TEXT BLOCK START

Two Delts Named Ed Howell
Edward T. Howell (University of Delaware, 1952) only spent two years on campus, but he maintained a strong Fraternity connection with fond memories, and he gained an unexpected friend decades later. “My Delt history was rather abbreviated, I only had two years of fraternal life at the University of Delaware before I transferred to the Rhode Island School of Design,” he said.
After graduation he returned to Delaware to work for the DuPont Company in Wilmington. Remembering his fraternity days, he frequently visited the chapter, which, in his absence had moved into a larger shelter in need of basic furnishings. Ed saw an opportunity to help. He borrowed the family station wagon and hauled many rolls of DuPont Nylon carpeting—purchased for pennies-on-the-dollar from the company’s salvage department—to the Newark campus, several miles south of Wilmington.
Ed also brought his design skills to the chapter. “I designed an entryway and they built it with wonderful construction help among the members,” he said. “And I gave them an idea for a common room in the basement. They didn’t have a room in the basement, they had a crawl space. At some point, I came back, and they had built it—they had built a wonderful space there.”
During his visits with the chapter, Ed had noticed an “Ed Howell” was on the list of current chapter members. “I mused the coincidence, but never got to meet my ‘other self,’ he said. The other Ed was Edmund O. Howell (University of Delaware, 1958).
Fast-forward four decades—both Eds had independently joined the Edward Howell Family Association whose members can trace their roots back to an Edward Howell who founded the town of Southampton, Long Island, the first English settlement in the future state of New York, in 1640. At one of the family annual reunions, the two Eds finally met and discovered their unusual connections—cousins and fraternity brothers from the same chapter.

TEXT BLOCK END

USING THE INFORMATION >>
• 1. According to the Ed Howell article, to which school did Edward T. Howell transfer after two years at the University of Delaware?
• 2. Resume the Ed Howell article, continuing it from its final sentence.
The data is separate from the Ed Howell article.

LISTED ENTRIES START

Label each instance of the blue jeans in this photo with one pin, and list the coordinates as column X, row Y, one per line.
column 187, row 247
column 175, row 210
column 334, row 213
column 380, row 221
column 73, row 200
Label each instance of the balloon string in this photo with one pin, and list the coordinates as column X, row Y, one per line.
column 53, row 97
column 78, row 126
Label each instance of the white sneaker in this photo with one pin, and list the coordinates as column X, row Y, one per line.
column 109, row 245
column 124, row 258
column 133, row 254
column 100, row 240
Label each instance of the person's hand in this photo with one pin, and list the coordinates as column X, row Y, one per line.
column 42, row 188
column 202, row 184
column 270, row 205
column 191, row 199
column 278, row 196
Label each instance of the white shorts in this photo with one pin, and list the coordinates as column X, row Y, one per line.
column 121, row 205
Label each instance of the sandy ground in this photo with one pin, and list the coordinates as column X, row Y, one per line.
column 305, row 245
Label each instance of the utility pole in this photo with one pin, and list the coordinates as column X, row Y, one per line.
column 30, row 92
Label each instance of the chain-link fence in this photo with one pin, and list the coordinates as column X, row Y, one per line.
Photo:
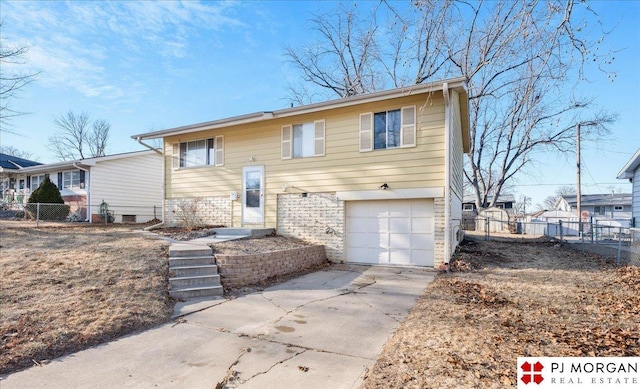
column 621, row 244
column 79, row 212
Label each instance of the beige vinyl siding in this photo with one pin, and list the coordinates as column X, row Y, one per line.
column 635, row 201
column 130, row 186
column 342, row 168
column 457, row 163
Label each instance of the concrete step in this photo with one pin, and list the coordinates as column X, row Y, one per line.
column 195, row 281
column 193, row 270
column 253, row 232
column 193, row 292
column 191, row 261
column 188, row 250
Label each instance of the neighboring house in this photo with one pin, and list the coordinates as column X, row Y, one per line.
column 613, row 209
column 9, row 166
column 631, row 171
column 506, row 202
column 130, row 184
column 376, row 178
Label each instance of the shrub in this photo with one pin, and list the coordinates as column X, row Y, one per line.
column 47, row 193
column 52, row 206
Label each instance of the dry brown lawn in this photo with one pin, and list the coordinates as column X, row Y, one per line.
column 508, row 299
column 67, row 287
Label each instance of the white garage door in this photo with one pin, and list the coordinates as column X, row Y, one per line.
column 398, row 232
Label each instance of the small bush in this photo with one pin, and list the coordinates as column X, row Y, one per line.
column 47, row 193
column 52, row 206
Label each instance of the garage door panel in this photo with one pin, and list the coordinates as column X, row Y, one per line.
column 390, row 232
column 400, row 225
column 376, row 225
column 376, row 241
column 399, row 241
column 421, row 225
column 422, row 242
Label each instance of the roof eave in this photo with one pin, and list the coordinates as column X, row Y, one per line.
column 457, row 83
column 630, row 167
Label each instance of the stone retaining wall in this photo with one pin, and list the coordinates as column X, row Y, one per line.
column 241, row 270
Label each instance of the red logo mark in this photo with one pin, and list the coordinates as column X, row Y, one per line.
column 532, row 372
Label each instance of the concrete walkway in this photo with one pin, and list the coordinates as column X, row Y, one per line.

LISTED ENTRIES END

RESULTS FOR THE EXERCISE >>
• 1. The Rhode Island School of Design.

• 2.
“It was quite a revelation when we got together,” said Ed T. who retired in 1991 from a career in marketing with Eastman Kodak and eventually moved to Florida where Ed O. already had a winter home.
Ed O. had spent two years in the Army as an engineer, then pursued a 58-year career before retiring at age 80. He was a mentor to young engineers, tutored high school physics students and volunteered with Meals on Wheels.
The two Eds and their wives built a tradition of gathering at least once each winter, said Ed T. to talk family, fraternity and the fickleness of fate that, after forty years, finally brought them together. “And not to let a good pun go to waste,” said Ed T. “we always agreed ‘two Eds are better than one.’”
The two didn’t get together this last winter due to COVID-19 but had planned to continue their visits. Ed O. died in July, so their last reunion was in 2019.
"At my point in time, all of my friends have died including some of my best friends and that’s sort of disheartening, but it’s the way of life. I’ve had wonderful friendships,” said Ed T.